Return each entry exactly, with none missing.

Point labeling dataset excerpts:
>>>

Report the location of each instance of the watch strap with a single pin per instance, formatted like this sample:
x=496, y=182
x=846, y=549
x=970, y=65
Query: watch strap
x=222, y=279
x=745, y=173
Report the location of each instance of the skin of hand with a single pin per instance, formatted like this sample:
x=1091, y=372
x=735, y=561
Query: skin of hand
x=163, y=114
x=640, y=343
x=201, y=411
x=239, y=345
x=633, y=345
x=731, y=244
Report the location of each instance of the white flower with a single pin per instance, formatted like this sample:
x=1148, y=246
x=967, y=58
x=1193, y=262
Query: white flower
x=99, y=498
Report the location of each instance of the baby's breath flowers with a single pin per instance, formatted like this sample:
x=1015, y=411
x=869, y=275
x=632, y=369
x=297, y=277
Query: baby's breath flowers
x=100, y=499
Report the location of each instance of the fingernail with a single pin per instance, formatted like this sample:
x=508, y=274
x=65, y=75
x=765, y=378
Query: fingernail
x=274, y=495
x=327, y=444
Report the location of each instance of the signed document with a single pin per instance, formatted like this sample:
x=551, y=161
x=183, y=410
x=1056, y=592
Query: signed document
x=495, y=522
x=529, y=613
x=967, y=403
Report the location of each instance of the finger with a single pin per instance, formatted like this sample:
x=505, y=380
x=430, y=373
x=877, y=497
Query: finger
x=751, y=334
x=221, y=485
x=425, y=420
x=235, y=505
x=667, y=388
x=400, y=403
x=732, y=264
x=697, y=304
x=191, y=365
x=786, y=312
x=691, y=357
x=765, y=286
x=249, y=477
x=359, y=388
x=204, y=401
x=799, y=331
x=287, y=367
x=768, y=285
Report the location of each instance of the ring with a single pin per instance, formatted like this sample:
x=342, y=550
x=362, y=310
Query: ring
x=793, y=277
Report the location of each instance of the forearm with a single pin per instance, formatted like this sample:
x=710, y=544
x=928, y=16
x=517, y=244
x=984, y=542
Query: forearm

<<<

## FINISHED TASK
Report the location of each instance of the watch strap with a single pin per instance, formatted like this sample:
x=496, y=182
x=846, y=549
x=970, y=65
Query: watch strap
x=222, y=279
x=745, y=173
Report the location of each instance of the skin of hand with a single pin per instance, formatted like this sample:
x=1091, y=372
x=735, y=561
Query: skin of hand
x=163, y=114
x=640, y=343
x=201, y=411
x=239, y=345
x=633, y=345
x=731, y=244
Report the location of each instance of the white flower with a single pin per instance, formatted like this sample:
x=1148, y=246
x=967, y=58
x=1193, y=262
Query: white flower
x=99, y=498
Report the location of each instance of the baby's breath flowers with a single pin per instance, formatted like this sample:
x=1015, y=411
x=869, y=275
x=632, y=369
x=297, y=277
Query: baby's breath flowers
x=100, y=499
Report the location of each instance of the fingernail with a single pin per instance, formatted like this sample:
x=508, y=274
x=65, y=75
x=765, y=378
Query: fingernail
x=274, y=495
x=327, y=444
Report the location of each instance of the signed document with a single pin per instance, formatted like this sample:
x=551, y=161
x=183, y=410
x=1056, y=592
Query: signed document
x=495, y=522
x=529, y=613
x=967, y=403
Report the location of each instance of the finger with a single pin per instance, formatted like this sample:
x=505, y=380
x=430, y=373
x=877, y=497
Query: finger
x=751, y=334
x=221, y=485
x=425, y=420
x=235, y=505
x=667, y=388
x=400, y=403
x=732, y=264
x=697, y=304
x=191, y=365
x=786, y=312
x=691, y=357
x=765, y=286
x=249, y=477
x=359, y=388
x=204, y=401
x=799, y=331
x=287, y=367
x=768, y=285
Report the location of each instance of the ring with a single pin per instance, formatted like this sample:
x=342, y=550
x=362, y=310
Query: ring
x=793, y=277
Report the location of each instance of the forearm with a single pin per instance, formatted like this sample:
x=710, y=544
x=928, y=16
x=517, y=244
x=984, y=542
Query: forearm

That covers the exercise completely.